Following the outbreak of coronavirus, countries around the world started to implement several policy measures aimed at avoiding the further spread of the disease. However, such measures affect agricultural production and trade. For instance, many countries are implementing higher controls on cargo vessels, with the risk of jeopardising shipping activities and with a particular risk to perishable goods, like fresh fruits and vegetables, fish and fish products.
Measures affecting the free movement of people, such as seasonal workers, might have an impact on food production, thus affecting market prices globally. So, the micro, small and medium enterprises, MSMEs, affected by the COVID-19 pandemic in the agricultural sector in Nigeria now have something to fall back on to fast-track sustainable jobs. This is why the CBN's intervention in agriculture in the past has been of great help in the food and nutrition security of the country in the face of the current pandemic.
If Nigeria had not been rice-sufficient because of the investment in the sector, how would the country carry on in the face of the significant devaluation of the exchange rate concerning the US dollar, which has affected import-dependent countries like Nigeria? The Food and Agriculture Organisation, FAO, has said the only staple food that has seen rising prices is rice, and that's linked to the export restrictions of a key exporter.
It has been admitted by various farmers' groups and associations as well as agro-economic professionals that the CBN's Anchor Borrowers Programme had saved the country from the rising price of rice and other food crops in the face of the COVID-19 pandemic.
So, the Central Bank of Nigeria injecting funds into fisheries and aquaculture sectors, crop production and livestock through the facility can help food availability, employment creation along the value chain, stimulate demand and pave some way to economic recovery post-COVID-19, as casual labourers, salaried staff and business entities can work and stay afloat.
Kareem Sanni, a cocoa value chain stakeholder, said he strongly believes these three interventions of lower interest rate, extended moratorium and the targeted credit facility would help to boost the recovery process post-COVID-19 in the sectors covered by the fund, including the agro-agro-allied sectors. "For agriculture and agribusiness, extension of moratorium and reduction of interest rate will benefit small and medium scale agribusiness as well as agro-allied industries.

--- Stored entries ---
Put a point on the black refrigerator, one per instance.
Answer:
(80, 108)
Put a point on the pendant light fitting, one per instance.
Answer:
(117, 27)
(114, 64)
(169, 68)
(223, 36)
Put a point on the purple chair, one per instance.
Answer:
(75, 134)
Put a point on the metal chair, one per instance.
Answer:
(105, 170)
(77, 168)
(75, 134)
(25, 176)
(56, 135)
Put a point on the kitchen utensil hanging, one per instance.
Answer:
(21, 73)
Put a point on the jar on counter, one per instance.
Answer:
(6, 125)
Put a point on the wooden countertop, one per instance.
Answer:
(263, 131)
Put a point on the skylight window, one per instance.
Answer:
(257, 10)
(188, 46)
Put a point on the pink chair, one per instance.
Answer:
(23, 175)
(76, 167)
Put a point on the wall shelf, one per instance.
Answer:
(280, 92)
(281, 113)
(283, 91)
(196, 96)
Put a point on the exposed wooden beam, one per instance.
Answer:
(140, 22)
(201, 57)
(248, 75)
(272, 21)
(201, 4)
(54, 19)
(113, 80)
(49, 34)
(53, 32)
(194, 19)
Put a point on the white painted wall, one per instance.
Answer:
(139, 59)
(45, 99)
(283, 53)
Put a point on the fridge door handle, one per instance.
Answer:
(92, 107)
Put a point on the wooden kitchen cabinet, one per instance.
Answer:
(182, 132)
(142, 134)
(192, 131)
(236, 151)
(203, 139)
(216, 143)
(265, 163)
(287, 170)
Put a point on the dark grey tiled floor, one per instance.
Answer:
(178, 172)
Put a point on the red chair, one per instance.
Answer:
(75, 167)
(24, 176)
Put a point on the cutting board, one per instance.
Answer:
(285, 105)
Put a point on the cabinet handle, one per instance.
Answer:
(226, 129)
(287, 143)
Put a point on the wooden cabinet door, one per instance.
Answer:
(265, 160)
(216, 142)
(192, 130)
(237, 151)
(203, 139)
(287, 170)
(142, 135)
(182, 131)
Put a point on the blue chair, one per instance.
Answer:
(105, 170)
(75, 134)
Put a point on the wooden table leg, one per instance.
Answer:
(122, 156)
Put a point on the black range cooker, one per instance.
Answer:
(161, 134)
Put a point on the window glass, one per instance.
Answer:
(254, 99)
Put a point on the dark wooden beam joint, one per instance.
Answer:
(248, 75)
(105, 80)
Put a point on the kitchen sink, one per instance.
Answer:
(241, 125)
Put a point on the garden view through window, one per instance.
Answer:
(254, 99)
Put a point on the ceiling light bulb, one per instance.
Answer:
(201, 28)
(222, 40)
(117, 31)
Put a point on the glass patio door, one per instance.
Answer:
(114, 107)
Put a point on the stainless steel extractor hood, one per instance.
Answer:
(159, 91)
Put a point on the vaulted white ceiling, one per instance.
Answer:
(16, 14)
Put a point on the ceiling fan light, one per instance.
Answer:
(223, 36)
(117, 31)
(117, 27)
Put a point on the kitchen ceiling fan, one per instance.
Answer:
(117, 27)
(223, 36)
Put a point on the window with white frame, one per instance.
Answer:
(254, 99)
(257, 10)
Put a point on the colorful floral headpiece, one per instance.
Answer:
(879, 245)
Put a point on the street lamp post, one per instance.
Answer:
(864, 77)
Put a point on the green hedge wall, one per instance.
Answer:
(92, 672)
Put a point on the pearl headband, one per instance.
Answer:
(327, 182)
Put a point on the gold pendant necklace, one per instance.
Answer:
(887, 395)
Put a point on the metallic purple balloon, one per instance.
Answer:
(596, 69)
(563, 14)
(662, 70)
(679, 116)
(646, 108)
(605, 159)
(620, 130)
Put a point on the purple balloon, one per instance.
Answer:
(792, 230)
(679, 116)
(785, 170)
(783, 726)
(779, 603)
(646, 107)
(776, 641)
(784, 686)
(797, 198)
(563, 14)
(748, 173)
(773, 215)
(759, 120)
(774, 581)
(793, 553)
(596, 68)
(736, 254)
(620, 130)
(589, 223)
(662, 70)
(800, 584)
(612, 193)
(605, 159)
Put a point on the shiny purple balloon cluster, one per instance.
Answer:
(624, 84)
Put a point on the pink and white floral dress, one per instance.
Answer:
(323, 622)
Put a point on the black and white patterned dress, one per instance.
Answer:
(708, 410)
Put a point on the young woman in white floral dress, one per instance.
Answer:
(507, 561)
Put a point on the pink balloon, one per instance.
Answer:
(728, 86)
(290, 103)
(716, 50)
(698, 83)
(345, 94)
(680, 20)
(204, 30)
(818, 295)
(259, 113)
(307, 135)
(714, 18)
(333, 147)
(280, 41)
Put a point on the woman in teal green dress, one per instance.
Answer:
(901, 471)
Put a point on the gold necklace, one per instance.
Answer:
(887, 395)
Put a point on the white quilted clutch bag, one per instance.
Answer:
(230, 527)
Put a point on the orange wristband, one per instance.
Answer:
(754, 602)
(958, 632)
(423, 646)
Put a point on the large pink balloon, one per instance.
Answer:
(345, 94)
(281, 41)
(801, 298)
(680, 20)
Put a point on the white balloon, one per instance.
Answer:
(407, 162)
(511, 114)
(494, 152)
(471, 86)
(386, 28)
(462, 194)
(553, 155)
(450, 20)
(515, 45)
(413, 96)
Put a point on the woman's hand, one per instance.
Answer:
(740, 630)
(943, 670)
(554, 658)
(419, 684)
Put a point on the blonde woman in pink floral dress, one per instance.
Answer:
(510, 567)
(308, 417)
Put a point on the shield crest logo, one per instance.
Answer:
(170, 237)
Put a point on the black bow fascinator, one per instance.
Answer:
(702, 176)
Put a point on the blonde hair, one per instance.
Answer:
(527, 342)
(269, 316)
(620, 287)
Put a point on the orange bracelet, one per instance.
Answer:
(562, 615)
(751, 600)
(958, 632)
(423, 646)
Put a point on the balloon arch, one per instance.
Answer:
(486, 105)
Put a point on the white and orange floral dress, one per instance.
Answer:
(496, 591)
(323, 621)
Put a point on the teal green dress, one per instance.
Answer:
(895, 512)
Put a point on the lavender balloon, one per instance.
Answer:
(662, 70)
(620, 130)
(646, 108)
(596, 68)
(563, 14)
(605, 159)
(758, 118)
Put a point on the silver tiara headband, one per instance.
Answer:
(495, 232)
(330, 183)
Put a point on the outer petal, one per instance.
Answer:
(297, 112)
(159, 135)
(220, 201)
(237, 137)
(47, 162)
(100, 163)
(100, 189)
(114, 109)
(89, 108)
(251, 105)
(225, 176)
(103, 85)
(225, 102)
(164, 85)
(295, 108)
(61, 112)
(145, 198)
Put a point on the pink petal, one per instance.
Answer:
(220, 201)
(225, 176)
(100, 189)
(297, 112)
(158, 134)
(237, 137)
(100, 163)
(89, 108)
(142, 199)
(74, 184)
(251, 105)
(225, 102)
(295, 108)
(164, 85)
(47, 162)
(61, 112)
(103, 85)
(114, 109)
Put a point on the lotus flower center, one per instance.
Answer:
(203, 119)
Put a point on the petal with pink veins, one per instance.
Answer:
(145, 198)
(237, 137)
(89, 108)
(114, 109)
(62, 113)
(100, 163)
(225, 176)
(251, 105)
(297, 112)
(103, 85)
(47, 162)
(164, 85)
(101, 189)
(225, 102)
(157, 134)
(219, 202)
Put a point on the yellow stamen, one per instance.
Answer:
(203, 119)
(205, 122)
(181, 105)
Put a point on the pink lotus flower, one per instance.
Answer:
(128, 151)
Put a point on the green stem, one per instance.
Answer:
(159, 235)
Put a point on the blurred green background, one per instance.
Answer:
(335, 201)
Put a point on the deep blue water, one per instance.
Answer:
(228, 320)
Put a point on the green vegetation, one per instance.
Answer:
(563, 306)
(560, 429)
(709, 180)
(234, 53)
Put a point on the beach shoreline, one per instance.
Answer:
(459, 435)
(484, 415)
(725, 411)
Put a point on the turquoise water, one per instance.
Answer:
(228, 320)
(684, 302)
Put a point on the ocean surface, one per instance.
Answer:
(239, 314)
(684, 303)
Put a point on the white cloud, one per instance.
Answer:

--- Exercise requirements ---
1. Answer these about the text on Nigerian farming during COVID-19:
(a) According to the FAO, which staple food is the only one with rising prices?
(b) Which CBN program did farmers' groups say saved the country from rising rice and food crop prices?
(c) How is Kareem Sanni described?
2. Reproduce the part of the text on Nigerian farming during COVID-19 starting with "It has been" and going on through "and stay afloat.".
3. Carry on the text about Nigerian farming during COVID-19 from the point where it stops.
These entries are separate from the text about Nigerian farming during COVID-19.

--- Your responses ---
1.
(a) Rice
(b) The Anchor Borrowers Programme
(c) As a cocoa value chain stakeholder

2.
It has been admitted by various farmers' groups and associations as well as agro-economic professionals that the CBN's Anchor Borrowers Programme had saved the country from the rising price of rice and other food crops in the face of the COVID-19 pandemic.
So, the Central Bank of Nigeria injecting funds into fisheries and aquaculture sectors, crop production and livestock through the facility can help food availability, employment creation along the value chain, stimulate demand and pave some way to economic recovery post-COVID-19, as casual labourers, salaried staff and business entities can work and stay afloat.

3.
"However, the government can do better by honestly earmarking a large percentage of N50 billion strictly for agribusiness, making it accessible and as well making the potential beneficiaries aware of the availability of this facility by way of advertisement."
Ex-president of AFAN, Mr Ibrahim Kabir, had earlier said the government should offer stimulus to the Nigerian farmers for food crops in the interim. The stimulus, he too suggested, should be in the form of seeds, fertiliser, agro-chemicals, water pumps and other irrigation equipment as well as some cash for farm labour.
"It is prudent to channel this through farmer associations to ensure that the practicing farmers benefit. It should be state by state, supervised by the authentic AFAN, which has leaders in all the 774 LGAs in the country. The reduction of interest rate from 9 % to 5% and the extension of moratorium for loan repayment as well as the 50 billion NIRSAL Microfinance stimulus window for MSMEs will mitigate the adverse effects of the pandemic and stimulate recovery, no doubt.
"In addition, I propose that the tenor of all loans on agricultural production and CBN Anchor Borrower programmes should be restructured to cover at least three farming seasons for sustainability to take care of the devastation caused by the COVID-19 pandemic on the national economy," he suggested.